▼
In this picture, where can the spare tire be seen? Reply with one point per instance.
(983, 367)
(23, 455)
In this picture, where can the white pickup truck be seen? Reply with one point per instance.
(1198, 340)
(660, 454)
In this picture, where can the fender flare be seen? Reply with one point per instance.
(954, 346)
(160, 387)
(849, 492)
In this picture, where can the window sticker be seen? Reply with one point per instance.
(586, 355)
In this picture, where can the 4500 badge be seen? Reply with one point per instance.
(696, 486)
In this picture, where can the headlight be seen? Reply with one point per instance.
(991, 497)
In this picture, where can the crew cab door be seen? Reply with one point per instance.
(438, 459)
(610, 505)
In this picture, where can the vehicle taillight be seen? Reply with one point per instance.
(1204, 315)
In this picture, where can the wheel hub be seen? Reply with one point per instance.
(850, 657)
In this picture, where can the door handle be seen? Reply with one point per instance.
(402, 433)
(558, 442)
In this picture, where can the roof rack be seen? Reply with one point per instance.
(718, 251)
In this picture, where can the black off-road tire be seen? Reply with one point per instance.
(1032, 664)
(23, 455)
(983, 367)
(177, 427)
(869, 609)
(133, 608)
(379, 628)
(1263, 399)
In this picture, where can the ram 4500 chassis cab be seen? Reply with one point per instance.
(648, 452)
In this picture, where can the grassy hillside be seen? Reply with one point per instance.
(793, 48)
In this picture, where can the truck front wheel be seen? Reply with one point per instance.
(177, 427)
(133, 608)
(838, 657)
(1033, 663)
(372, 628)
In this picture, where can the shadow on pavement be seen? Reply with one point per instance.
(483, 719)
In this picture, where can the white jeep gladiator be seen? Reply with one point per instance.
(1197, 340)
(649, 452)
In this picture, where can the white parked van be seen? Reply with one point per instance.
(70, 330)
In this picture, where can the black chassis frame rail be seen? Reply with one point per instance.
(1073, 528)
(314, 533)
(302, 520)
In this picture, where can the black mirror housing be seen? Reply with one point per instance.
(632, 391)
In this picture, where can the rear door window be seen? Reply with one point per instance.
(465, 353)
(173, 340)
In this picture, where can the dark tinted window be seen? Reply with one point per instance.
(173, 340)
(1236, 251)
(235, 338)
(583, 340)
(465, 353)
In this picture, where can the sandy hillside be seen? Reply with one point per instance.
▲
> **WHAT NEEDS TO BE DONE**
Lay out all of the data above as a Markdown table with two columns, Row and Entry. Give each line its own row number and skip any blank lines.

> **CORRECT ANSWER**
| Row | Entry |
|---|---|
| 1 | In this picture, where can the spare tire be seen? Reply with one point per instance. |
| 2 | (983, 367) |
| 3 | (23, 455) |
| 4 | In this picture, where can the white pickup truck be seen? Reply with one point per instance. |
| 5 | (1198, 340) |
| 6 | (660, 454) |
| 7 | In this picture, where can the fender flare be seen? Reply with one point per instance. |
| 8 | (954, 346) |
| 9 | (160, 387) |
| 10 | (849, 492) |
| 11 | In this picture, where can the window sticker be seen? Reply with one point per instance. |
| 12 | (586, 355) |
| 13 | In this picture, where can the 4500 badge be seen? Reply with one point per instance. |
| 14 | (696, 486) |
| 15 | In this picture, where can the headlight be seen? Reply with one point per instance. |
| 16 | (991, 497) |
| 17 | In this picture, where can the crew cab door be seen? Reply with one point per instance. |
| 18 | (438, 459) |
| 19 | (610, 505) |
| 20 | In this picture, where can the vehicle taillight be seen? Reply with one point per instance. |
| 21 | (1204, 315) |
| 22 | In this picture, where can the wheel hub be seen? Reply with one point per instance. |
| 23 | (850, 657) |
| 24 | In this picture, where can the door handle be seen? Reply with one point per instance. |
| 25 | (402, 433) |
| 26 | (558, 442) |
| 27 | In this picture, where can the roof rack be seen? Reply with one point per instance. |
| 28 | (718, 251) |
| 29 | In this picture, where can the black off-road tire be seen? Reply with one point per instance. |
| 30 | (1032, 664) |
| 31 | (23, 455) |
| 32 | (983, 367) |
| 33 | (177, 427) |
| 34 | (869, 609) |
| 35 | (133, 608) |
| 36 | (379, 628) |
| 37 | (1263, 399) |
| 38 | In this picture, where can the ram 4500 chassis cab be seen? Reply with one point per instance. |
| 39 | (648, 452) |
| 40 | In this picture, where can the grassy hillside be seen? Reply with one point per instance. |
| 41 | (793, 48) |
| 42 | In this picture, where can the truck front wheel be seen? Reply with one point per instance. |
| 43 | (177, 427) |
| 44 | (133, 608) |
| 45 | (838, 657) |
| 46 | (1033, 663) |
| 47 | (372, 628) |
| 48 | In this picture, where can the shadow on pavement be seen? Reply with one point per instance. |
| 49 | (483, 719) |
| 50 | In this picture, where can the white jeep gladiator be seen? Reply with one point per instance. |
| 51 | (1197, 340) |
| 52 | (649, 452) |
| 53 | In this picture, where can the white parked van be seen? Reply with one point per instance. |
| 54 | (70, 330) |
| 55 | In this picture, where can the black chassis frame rail be seen? Reply with one point per instance. |
| 56 | (1073, 528) |
| 57 | (314, 533) |
| 58 | (302, 520) |
| 59 | In this picture, where can the black mirror housing be seen? Reply with one point per instance. |
| 60 | (632, 391) |
| 61 | In this picture, where can the rear door window be seen? Reply with one point per instance. |
| 62 | (465, 353) |
| 63 | (173, 340) |
| 64 | In this picture, where can the dark tinted window be seen? Reply with one point per instance. |
| 65 | (173, 340) |
| 66 | (1236, 251) |
| 67 | (235, 338) |
| 68 | (583, 340) |
| 69 | (465, 353) |
| 70 | In this picture, where can the sandy hillside be seen? Reply with one point per instance. |